_Data shown:_
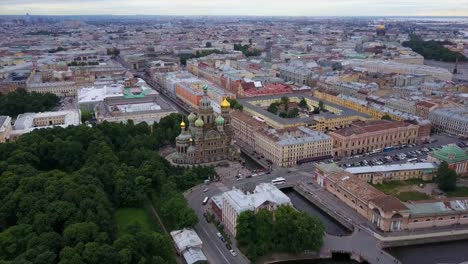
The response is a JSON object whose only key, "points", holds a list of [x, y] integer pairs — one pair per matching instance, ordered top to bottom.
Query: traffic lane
{"points": [[354, 159], [207, 231]]}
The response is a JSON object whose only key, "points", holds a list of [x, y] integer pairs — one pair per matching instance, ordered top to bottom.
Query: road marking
{"points": [[219, 250]]}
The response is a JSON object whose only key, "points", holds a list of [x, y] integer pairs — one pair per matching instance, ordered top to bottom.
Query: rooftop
{"points": [[450, 153], [392, 167], [263, 192], [420, 209]]}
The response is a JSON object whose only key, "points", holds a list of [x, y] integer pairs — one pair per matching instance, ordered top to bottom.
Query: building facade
{"points": [[453, 121], [5, 128], [208, 137], [364, 137], [456, 158], [264, 196]]}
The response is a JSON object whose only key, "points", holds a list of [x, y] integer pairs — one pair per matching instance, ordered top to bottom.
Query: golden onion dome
{"points": [[225, 103], [192, 117], [199, 123]]}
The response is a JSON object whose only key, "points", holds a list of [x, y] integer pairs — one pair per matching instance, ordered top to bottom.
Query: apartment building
{"points": [[363, 137]]}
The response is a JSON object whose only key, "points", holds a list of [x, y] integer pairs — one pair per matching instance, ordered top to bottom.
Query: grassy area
{"points": [[392, 187], [459, 192], [412, 196], [125, 216]]}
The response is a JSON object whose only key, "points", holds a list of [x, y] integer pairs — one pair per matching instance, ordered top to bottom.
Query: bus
{"points": [[387, 149], [375, 151], [279, 180]]}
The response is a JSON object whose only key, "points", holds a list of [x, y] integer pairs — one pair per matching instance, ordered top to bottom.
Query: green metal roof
{"points": [[450, 153]]}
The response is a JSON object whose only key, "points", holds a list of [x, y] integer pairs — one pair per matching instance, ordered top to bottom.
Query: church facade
{"points": [[207, 138]]}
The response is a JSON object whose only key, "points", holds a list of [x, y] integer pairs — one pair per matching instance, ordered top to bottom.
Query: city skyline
{"points": [[241, 7]]}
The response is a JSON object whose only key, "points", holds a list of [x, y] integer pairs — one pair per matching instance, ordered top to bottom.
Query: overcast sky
{"points": [[239, 7]]}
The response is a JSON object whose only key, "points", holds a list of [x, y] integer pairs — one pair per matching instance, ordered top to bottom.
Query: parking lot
{"points": [[400, 154]]}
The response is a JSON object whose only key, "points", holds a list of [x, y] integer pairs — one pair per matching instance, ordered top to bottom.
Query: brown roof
{"points": [[425, 104], [243, 117], [360, 127], [355, 186], [389, 203]]}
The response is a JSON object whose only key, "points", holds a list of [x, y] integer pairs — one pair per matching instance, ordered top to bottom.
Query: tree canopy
{"points": [[433, 50], [20, 101], [59, 188], [285, 230]]}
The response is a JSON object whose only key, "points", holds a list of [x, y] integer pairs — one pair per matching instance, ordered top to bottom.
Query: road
{"points": [[441, 140], [214, 249]]}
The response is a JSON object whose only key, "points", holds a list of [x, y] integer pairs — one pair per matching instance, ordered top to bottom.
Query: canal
{"points": [[250, 163], [332, 227], [447, 252]]}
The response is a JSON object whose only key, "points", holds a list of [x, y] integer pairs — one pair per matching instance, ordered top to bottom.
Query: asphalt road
{"points": [[441, 140], [214, 249]]}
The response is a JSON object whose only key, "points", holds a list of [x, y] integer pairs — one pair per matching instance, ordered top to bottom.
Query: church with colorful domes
{"points": [[207, 138]]}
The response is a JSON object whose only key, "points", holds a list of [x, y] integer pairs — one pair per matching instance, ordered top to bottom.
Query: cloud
{"points": [[239, 7]]}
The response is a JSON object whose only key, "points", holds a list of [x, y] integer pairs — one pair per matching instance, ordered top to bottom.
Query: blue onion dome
{"points": [[192, 117], [220, 120], [199, 123]]}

_Task statement:_ Reproduce every entry exactly, but omit each picture.

_Solution below:_
The response is a JSON object whose only key, "points", holds a list of [x, y] integer pairs — one pair per matching instance, ordered top to bottom.
Query: traffic lane
{"points": [[354, 159], [207, 231]]}
The response is a JSON object whose only key, "points", holds a list of [x, y] integer pairs — one pair per matching instance, ordered top to bottom.
Query: road marking
{"points": [[219, 250]]}
The response is a JSON object whose only key, "points", holds a list of [x, y] integer pairs — one pair per matching instance, ordered top to bottom.
Query: rooftop
{"points": [[450, 153], [392, 167], [263, 192], [420, 209]]}
The response is a JSON object whose only key, "points", holds a list of [x, y] integer pairs — one pair per matching instance, ordered top to bottom.
Query: building facade
{"points": [[453, 121], [5, 128], [208, 137], [364, 137], [456, 158], [264, 196]]}
The response is a JSON object whose only key, "points", holds a list of [x, y] integer pairs — one pair per matching instance, ordered top to bottom.
Query: golden onion dome
{"points": [[225, 103], [192, 117], [199, 123]]}
The response is a JSON object whose only key, "points", holds a list of [x, y] integer pairs — one pair per matching instance, ordered top to bottom.
Query: apartment building
{"points": [[363, 137]]}
The response is a JSON object whose only key, "points", holds a list of [x, y] integer pairs — one pair per matching instance, ordered top to bottom.
Query: grassy area
{"points": [[392, 187], [459, 192], [412, 196], [125, 216]]}
The response is a JSON object whose only key, "points", holds a list of [x, y] integer pairs — one pair per matching instance, ordered top to bottom.
Query: bus
{"points": [[387, 149], [375, 151], [279, 180]]}
The response is a JSON object whose only key, "points", holds a list of [x, y] integer pairs — one pair per matching instance, ordered top to bottom.
Query: green metal roof
{"points": [[450, 153]]}
The response is a JSON object whose only key, "points", holds a list of [x, y] integer pairs — one pair per matching instance, ordered top to bottom.
Query: church facade
{"points": [[207, 138]]}
The response is a JSON object whose only key, "points", holds a list of [x, y] integer pairs — one pair per matching instance, ordered top to bottom.
Query: city skyline
{"points": [[241, 7]]}
The response is a JSON object whose only key, "points", holds a list of [x, y] integer pairs — one pair per matching instance, ordered top to bottom.
Query: overcast sky
{"points": [[239, 7]]}
The response is a JSON object whose only key, "points", holds a list of [x, y] integer pairs — one pair per matching instance, ordered top to bottom.
Query: parking lot
{"points": [[400, 154]]}
The response is a JSON object whose only key, "points", holds a list of [x, y] integer pairs — one pair per matching instance, ordered top to bottom.
Query: brown roof
{"points": [[425, 104], [243, 117], [360, 127], [355, 186], [389, 203]]}
The response is a JSON object whose only key, "points", holds a list of [x, y] integer pairs — one pair per matching instance, ordered top to bottom.
Query: tree canopy
{"points": [[433, 50], [20, 101], [59, 188], [285, 230]]}
The response is a JSON object whose only key, "points", holds a list of [x, y] integer pairs — one pair per matching instance, ordered top to bottom.
Query: road
{"points": [[441, 140], [214, 249]]}
The response is a JSON object whose only key, "points", holds a list of [x, y] integer pairs — one pair per matching instance, ordered top to bottom.
Query: canal
{"points": [[250, 163], [332, 227], [447, 252]]}
The response is a JSON object whose only key, "points", holds a list of [x, y] integer pairs — one pair per matching instance, ordered top to bottom.
Query: asphalt road
{"points": [[441, 140], [214, 249]]}
The response is a JSON object whose only key, "points", holds a list of [x, y] integer pairs — one pair per matching instance, ordered top to bottom.
Query: church with colorful domes
{"points": [[207, 138]]}
The response is a JSON object whose only key, "points", holds a list of [x, y] integer pairs — one pair per matching instance, ordered top to bottom.
Query: cloud
{"points": [[239, 7]]}
The response is a JSON object whose only key, "points", holds a list of [x, y] integer pairs — one pair per matching instance, ordered top to bottom.
Query: blue onion dome
{"points": [[192, 117], [220, 120], [199, 123]]}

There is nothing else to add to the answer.